Written task = Arrange the records below, from the line with "--find stone paving" to the line with "(268, 122), (400, 134)", as a Markdown table with the columns "Row" and "Line". Number each line, include both end lines, and skip any blank lines.

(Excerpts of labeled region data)
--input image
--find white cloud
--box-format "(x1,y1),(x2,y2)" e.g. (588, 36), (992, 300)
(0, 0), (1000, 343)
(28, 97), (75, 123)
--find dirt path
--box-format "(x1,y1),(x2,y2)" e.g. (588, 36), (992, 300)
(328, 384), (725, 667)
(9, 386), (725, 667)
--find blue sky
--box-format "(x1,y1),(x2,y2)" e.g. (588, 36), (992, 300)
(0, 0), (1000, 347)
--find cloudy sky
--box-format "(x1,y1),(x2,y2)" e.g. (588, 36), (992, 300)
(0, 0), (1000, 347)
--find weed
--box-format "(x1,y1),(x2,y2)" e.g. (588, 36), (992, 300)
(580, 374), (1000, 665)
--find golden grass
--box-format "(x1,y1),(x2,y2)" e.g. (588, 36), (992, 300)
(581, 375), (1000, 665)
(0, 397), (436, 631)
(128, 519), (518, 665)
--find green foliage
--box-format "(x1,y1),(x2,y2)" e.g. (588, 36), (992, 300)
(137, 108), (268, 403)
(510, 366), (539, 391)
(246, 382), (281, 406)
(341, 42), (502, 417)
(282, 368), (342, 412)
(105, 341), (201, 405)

---

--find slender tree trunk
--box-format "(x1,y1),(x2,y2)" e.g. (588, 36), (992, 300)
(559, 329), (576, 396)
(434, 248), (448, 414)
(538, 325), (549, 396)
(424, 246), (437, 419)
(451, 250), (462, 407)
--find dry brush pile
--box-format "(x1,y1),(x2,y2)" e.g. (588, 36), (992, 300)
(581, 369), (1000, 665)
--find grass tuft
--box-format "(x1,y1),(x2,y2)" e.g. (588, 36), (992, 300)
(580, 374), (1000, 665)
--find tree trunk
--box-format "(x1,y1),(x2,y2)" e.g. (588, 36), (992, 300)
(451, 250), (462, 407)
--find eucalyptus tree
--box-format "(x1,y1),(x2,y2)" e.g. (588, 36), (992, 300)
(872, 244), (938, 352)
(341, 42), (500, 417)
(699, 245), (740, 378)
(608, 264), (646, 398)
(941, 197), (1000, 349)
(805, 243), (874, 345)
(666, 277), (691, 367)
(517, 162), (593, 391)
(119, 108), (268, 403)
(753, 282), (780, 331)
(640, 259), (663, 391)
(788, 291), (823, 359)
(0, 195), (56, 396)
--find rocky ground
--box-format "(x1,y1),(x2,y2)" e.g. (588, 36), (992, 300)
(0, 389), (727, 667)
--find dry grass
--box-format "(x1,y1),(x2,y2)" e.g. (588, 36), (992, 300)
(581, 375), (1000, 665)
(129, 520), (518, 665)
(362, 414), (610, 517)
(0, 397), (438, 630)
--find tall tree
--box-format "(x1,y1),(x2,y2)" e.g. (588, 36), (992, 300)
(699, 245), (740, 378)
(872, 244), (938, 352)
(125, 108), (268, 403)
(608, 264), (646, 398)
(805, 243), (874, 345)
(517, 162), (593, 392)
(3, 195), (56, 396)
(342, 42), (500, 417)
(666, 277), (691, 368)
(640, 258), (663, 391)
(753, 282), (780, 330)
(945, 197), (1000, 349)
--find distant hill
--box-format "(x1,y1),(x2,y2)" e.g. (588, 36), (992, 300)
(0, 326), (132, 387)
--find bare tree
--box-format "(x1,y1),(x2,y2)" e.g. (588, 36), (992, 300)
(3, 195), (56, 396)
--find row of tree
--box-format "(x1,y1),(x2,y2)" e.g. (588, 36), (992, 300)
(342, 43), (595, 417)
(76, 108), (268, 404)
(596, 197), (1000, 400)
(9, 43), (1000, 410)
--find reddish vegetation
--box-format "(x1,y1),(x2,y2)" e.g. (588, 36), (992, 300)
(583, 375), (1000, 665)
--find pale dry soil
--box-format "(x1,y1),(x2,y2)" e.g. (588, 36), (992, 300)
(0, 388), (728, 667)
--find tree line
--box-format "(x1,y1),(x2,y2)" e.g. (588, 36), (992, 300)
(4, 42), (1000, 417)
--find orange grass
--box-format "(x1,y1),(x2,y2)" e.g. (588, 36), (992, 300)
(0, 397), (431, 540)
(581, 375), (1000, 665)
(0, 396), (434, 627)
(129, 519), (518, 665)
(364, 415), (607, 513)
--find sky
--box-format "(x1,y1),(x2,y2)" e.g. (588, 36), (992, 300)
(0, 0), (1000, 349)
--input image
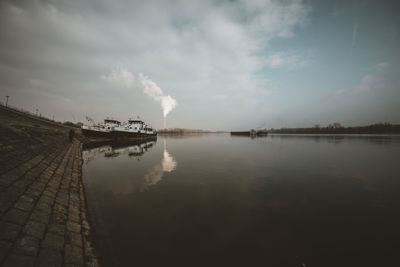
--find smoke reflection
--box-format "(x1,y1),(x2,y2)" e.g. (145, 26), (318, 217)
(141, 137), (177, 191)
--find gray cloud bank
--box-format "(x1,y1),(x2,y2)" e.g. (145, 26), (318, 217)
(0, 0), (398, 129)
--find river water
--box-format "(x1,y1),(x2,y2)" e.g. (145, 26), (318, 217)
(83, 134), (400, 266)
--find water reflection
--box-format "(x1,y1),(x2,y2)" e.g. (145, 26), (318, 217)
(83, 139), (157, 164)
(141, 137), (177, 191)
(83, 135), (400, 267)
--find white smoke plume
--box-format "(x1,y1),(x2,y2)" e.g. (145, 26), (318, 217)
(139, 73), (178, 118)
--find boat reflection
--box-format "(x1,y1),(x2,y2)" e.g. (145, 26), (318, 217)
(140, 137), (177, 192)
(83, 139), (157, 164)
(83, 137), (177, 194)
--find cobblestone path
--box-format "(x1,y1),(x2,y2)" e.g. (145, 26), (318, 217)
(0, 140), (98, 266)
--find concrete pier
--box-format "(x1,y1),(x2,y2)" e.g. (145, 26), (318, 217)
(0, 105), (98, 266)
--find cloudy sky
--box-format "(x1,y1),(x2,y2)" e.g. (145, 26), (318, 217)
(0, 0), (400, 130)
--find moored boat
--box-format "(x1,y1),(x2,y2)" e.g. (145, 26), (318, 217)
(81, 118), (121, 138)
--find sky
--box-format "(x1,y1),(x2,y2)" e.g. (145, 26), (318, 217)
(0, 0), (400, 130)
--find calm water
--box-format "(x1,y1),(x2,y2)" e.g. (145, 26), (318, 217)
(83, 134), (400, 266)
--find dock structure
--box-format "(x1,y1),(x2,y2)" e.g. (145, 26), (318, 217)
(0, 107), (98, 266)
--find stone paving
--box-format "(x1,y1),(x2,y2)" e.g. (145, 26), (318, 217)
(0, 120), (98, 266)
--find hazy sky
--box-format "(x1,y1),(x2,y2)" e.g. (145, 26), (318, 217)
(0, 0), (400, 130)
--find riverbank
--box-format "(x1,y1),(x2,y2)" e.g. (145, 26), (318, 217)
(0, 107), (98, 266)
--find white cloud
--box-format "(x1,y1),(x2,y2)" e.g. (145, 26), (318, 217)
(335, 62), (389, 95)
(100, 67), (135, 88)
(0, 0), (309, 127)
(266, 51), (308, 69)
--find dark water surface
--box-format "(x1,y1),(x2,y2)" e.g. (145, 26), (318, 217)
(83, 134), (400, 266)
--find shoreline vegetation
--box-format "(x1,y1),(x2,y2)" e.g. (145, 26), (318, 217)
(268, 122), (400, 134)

Completed exercise =
| Row | Line |
|---|---|
| 1 | --find stone paving |
| 2 | --box-format "(x1,y1),(x2,y2)" e.g. (145, 26), (318, 217) |
| 3 | (0, 120), (98, 266) |
| 4 | --find hazy sky |
| 5 | --box-format "(x1,y1),(x2,y2)" e.g. (145, 26), (318, 217) |
| 6 | (0, 0), (400, 130) |
| 7 | --find riverbank |
| 8 | --box-format "(x1,y1),(x2,y2)" e.g. (145, 26), (318, 217) |
| 9 | (0, 107), (98, 266) |
| 10 | --find white cloud |
| 11 | --box-format "(x1,y1),(x2,y2)" e.g. (145, 26), (318, 217) |
| 12 | (335, 62), (389, 95) |
| 13 | (100, 67), (135, 88) |
| 14 | (0, 0), (309, 127) |
| 15 | (266, 51), (308, 69) |
| 16 | --find dark water surface |
| 17 | --box-format "(x1,y1),(x2,y2)" e.g. (145, 26), (318, 217) |
| 18 | (83, 134), (400, 266) |
| 19 | --find shoreline vegetation |
| 20 | --box-format "(x1,y1),(x2,y2)" e.g. (145, 26), (318, 217) |
| 21 | (268, 122), (400, 134) |